Tiana’s Bayou Adventure attractions will replace the Splash Mountain water rides at Disneyland and Florida’s Magic Kingdom in late 2024, according to Disney officials.

Concept art of the "Princess and the Frog" makeover coming to Splash Mountain at Disneyland. (Disney)
Concept art of the “Princess and the Frog” makeover coming to Splash Mountain at Disneyland. (Disney) 

The new attraction name and opening date were announced by Disney officials on Friday, July 1 at Preservation Hall in New Orleans during the Essence Festival of Culture.

Walt Disney Imagineering has traveled to Louisiana and New Orleans during research trips for the revamped ride to work with academics, musicians, chefs, local experts and cultural institutions.

“In many ways, Tiana’s Bayou Adventure is a love letter to New Orleans,” Charita Carter, Imagineering executive producer of relevancy activations, said in a statement. “Like the musical city that inspired this attraction, Tiana’s second act is about a community working in harmony to achieve something extraordinary. She reminds us of an immutable truth we can all relate to: ‘If you do your best each and every day, good things are sure to come your way.’ And that’s a melody we can all sing along to.”

SEE ALSO: What to expect when Disneyland rethemes Splash Mountain

Tony Award-winning actress Anika Noni Rose, who voiced Princess Tiana in the movie, let the 2024 opening date slip out in early June during an appearance on “Live with Ryan and Kelly.”

“I’ve been involved in the beginning, just talking about how we want it to be, what we want it to do,” Rose said on the show. “But if I were to tell you anything else, I would be sucked into the ground and you’d never see me again.”

Disneyland and Disney World have not yet announced closing dates for the classic log flume rides on both coasts.

Further details about the twin makeovers of the Splash Mountain rides are expected to be revealed during the D23 Expo in September at the Anaheim Convention Center.

Concept art of the “Princess and the Frog” makeover of Splash Mountain. (Courtesy of Disney) 

Disney announced in June 2020 the Splash Mountain log flume rides at Disneyland in Anaheim and the Magic Kingdom at Walt Disney World in Florida would be transformed by Walt Disney Imagineering with a new theme based on “The Princess and the Frog” animated movie.

The reimagining of the rides will remove thematic elements related to “Song of the South” — the controversial 1940s animated film criticized for perpetuating racist sterotypes that has been disowned by Disney.

INPUT
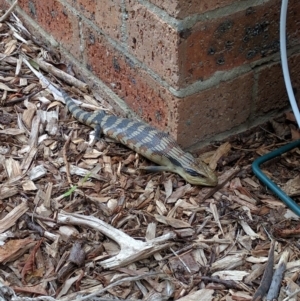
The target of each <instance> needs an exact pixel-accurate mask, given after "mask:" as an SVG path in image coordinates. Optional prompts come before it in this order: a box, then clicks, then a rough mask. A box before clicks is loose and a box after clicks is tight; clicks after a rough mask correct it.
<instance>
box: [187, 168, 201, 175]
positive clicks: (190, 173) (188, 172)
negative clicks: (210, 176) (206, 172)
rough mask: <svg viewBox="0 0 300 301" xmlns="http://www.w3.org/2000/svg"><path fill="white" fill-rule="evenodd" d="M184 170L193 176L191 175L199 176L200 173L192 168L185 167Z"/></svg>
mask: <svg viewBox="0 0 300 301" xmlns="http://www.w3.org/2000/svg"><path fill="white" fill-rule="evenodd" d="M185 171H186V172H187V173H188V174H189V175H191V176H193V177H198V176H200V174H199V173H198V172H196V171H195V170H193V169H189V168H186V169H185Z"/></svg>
--
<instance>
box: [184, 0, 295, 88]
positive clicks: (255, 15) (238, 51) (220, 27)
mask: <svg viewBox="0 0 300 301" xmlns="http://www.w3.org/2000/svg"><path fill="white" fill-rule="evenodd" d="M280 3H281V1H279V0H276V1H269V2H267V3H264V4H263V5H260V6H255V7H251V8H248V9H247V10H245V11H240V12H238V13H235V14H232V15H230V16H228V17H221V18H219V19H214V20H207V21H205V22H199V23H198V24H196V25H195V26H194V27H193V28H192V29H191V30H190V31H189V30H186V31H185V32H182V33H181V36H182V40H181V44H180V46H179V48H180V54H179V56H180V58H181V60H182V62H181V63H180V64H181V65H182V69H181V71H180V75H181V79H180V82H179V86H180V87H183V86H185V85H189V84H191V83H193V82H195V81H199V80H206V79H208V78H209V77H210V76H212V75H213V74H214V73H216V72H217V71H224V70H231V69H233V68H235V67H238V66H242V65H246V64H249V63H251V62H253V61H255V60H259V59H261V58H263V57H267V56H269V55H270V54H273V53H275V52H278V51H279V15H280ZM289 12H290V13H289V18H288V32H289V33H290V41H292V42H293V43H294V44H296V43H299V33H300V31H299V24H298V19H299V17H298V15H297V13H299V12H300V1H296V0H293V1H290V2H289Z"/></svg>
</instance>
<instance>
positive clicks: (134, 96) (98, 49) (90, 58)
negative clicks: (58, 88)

USING THE INFORMATION
1. Output the passage from the article about the Splash Mountain makeover starting at "Tiana’s Bayou Adventure attractions" and ending at "to Disney officials.".
2. Switch "box" to "rectangle" in the rows starting at the line that contains "The target of" and ending at the line that contains "positive clicks: (190, 173) (188, 172)", both included. Give back only those lines, with nothing else changed.
The article and the rows are unrelated material.

RESULTS IN ORDER
1.
Tiana’s Bayou Adventure attractions will replace the Splash Mountain water rides at Disneyland and Florida’s Magic Kingdom in late 2024, according to Disney officials.

2.
The target of each <instance> needs an exact pixel-accurate mask, given after "mask:" as an SVG path in image coordinates. Optional prompts come before it in this order: a rectangle, then clicks, then a rough mask. A rectangle before clicks is loose and a rectangle after clicks is tight; clicks after a rough mask correct it.
<instance>
rectangle: [187, 168, 201, 175]
positive clicks: (190, 173) (188, 172)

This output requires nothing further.